# YOUR ASSIGNMENT
Reprint all entries without any alteration.

# EXTRACTED MATERIAL
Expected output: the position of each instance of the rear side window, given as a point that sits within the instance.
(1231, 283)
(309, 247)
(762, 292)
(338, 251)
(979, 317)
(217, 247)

# SOLUTION FOR THIS EXERCISE
Expected output: the position of each instance of the rear side window, given as a point that sits within the instance.
(1231, 283)
(309, 247)
(762, 292)
(338, 251)
(979, 317)
(217, 247)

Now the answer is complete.